Data extracts:
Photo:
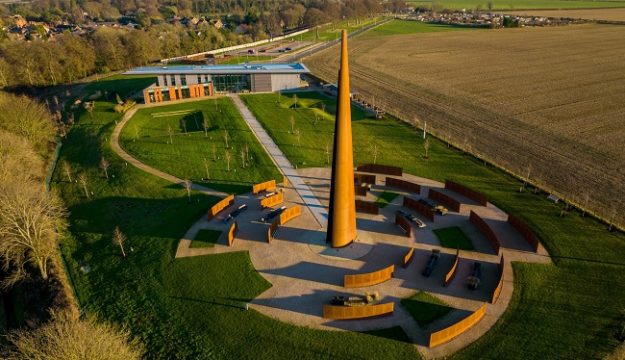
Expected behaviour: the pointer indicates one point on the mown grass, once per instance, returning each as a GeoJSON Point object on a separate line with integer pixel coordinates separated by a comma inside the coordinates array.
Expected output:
{"type": "Point", "coordinates": [190, 308]}
{"type": "Point", "coordinates": [205, 238]}
{"type": "Point", "coordinates": [385, 199]}
{"type": "Point", "coordinates": [400, 27]}
{"type": "Point", "coordinates": [191, 153]}
{"type": "Point", "coordinates": [587, 281]}
{"type": "Point", "coordinates": [425, 308]}
{"type": "Point", "coordinates": [453, 237]}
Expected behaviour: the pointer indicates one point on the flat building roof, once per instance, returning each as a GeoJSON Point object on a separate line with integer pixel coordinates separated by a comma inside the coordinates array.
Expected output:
{"type": "Point", "coordinates": [277, 68]}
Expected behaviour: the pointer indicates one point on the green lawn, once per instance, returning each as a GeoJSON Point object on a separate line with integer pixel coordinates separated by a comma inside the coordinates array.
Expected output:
{"type": "Point", "coordinates": [584, 253]}
{"type": "Point", "coordinates": [453, 237]}
{"type": "Point", "coordinates": [520, 4]}
{"type": "Point", "coordinates": [399, 27]}
{"type": "Point", "coordinates": [190, 308]}
{"type": "Point", "coordinates": [205, 238]}
{"type": "Point", "coordinates": [425, 308]}
{"type": "Point", "coordinates": [385, 198]}
{"type": "Point", "coordinates": [197, 155]}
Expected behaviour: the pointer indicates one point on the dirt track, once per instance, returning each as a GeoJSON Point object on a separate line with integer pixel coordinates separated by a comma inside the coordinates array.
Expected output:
{"type": "Point", "coordinates": [550, 97]}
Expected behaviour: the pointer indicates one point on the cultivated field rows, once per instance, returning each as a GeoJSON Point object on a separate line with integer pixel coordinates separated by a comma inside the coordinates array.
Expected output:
{"type": "Point", "coordinates": [561, 108]}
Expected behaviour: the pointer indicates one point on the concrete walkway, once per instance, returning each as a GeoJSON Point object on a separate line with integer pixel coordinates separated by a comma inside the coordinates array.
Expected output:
{"type": "Point", "coordinates": [131, 160]}
{"type": "Point", "coordinates": [281, 161]}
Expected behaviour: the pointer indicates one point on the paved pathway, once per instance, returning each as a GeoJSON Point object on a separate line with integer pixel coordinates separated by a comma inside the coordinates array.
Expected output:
{"type": "Point", "coordinates": [131, 160]}
{"type": "Point", "coordinates": [304, 191]}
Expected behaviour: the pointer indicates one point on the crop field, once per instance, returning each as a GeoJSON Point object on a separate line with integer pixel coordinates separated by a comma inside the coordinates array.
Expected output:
{"type": "Point", "coordinates": [521, 4]}
{"type": "Point", "coordinates": [559, 115]}
{"type": "Point", "coordinates": [591, 14]}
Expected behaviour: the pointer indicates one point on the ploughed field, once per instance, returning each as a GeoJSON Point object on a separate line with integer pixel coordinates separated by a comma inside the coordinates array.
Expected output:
{"type": "Point", "coordinates": [547, 100]}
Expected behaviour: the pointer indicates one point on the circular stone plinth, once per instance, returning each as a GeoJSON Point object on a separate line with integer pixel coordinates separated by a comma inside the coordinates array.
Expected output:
{"type": "Point", "coordinates": [358, 248]}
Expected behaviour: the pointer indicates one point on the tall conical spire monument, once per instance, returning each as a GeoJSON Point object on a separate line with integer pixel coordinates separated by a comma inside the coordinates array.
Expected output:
{"type": "Point", "coordinates": [342, 216]}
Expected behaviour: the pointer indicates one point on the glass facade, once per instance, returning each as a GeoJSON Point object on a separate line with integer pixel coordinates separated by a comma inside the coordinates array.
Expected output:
{"type": "Point", "coordinates": [232, 83]}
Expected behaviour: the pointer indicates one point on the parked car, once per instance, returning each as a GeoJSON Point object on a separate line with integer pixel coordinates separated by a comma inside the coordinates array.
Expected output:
{"type": "Point", "coordinates": [235, 213]}
{"type": "Point", "coordinates": [429, 268]}
{"type": "Point", "coordinates": [473, 281]}
{"type": "Point", "coordinates": [272, 214]}
{"type": "Point", "coordinates": [412, 218]}
{"type": "Point", "coordinates": [437, 208]}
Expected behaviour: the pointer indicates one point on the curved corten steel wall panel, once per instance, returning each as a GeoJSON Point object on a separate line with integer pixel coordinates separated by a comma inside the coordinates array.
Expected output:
{"type": "Point", "coordinates": [420, 208]}
{"type": "Point", "coordinates": [272, 200]}
{"type": "Point", "coordinates": [408, 257]}
{"type": "Point", "coordinates": [232, 233]}
{"type": "Point", "coordinates": [499, 287]}
{"type": "Point", "coordinates": [290, 214]}
{"type": "Point", "coordinates": [525, 231]}
{"type": "Point", "coordinates": [217, 208]}
{"type": "Point", "coordinates": [357, 312]}
{"type": "Point", "coordinates": [403, 185]}
{"type": "Point", "coordinates": [403, 224]}
{"type": "Point", "coordinates": [381, 169]}
{"type": "Point", "coordinates": [463, 190]}
{"type": "Point", "coordinates": [265, 186]}
{"type": "Point", "coordinates": [452, 272]}
{"type": "Point", "coordinates": [445, 335]}
{"type": "Point", "coordinates": [486, 230]}
{"type": "Point", "coordinates": [368, 279]}
{"type": "Point", "coordinates": [451, 203]}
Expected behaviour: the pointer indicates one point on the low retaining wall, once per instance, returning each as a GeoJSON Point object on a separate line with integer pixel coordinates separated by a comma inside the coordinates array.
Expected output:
{"type": "Point", "coordinates": [408, 258]}
{"type": "Point", "coordinates": [272, 200]}
{"type": "Point", "coordinates": [367, 207]}
{"type": "Point", "coordinates": [364, 178]}
{"type": "Point", "coordinates": [357, 312]}
{"type": "Point", "coordinates": [451, 203]}
{"type": "Point", "coordinates": [499, 287]}
{"type": "Point", "coordinates": [525, 231]}
{"type": "Point", "coordinates": [271, 231]}
{"type": "Point", "coordinates": [266, 186]}
{"type": "Point", "coordinates": [381, 169]}
{"type": "Point", "coordinates": [445, 335]}
{"type": "Point", "coordinates": [463, 190]}
{"type": "Point", "coordinates": [403, 185]}
{"type": "Point", "coordinates": [221, 205]}
{"type": "Point", "coordinates": [418, 207]}
{"type": "Point", "coordinates": [368, 279]}
{"type": "Point", "coordinates": [232, 233]}
{"type": "Point", "coordinates": [290, 214]}
{"type": "Point", "coordinates": [452, 272]}
{"type": "Point", "coordinates": [486, 230]}
{"type": "Point", "coordinates": [403, 224]}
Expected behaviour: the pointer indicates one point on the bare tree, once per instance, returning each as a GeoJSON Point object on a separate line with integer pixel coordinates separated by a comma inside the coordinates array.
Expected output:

Problem: Lines of the material in which the word "field" occurs are to be copied out.

Solution to the problem:
Expected behaviour: the pointer indicates one point on the cultivated field rows, once per instance, returning each as a GeoJSON Point object on a separate line with integer pixel coordinates separated by a comma inside the coordinates array.
Expected behaviour: the pointer indicates one point on the crop field, once per instance, returning each as a GeoJSON Point object on a separate line with integer pixel coordinates separated by a comma inside the coordinates array.
Expected behaviour: the pointer indicates one point on the ploughed field, once per instance, returning each as a GeoJSON Point object on a separate line with integer pixel coordinates separated by a comma inside the coordinates array.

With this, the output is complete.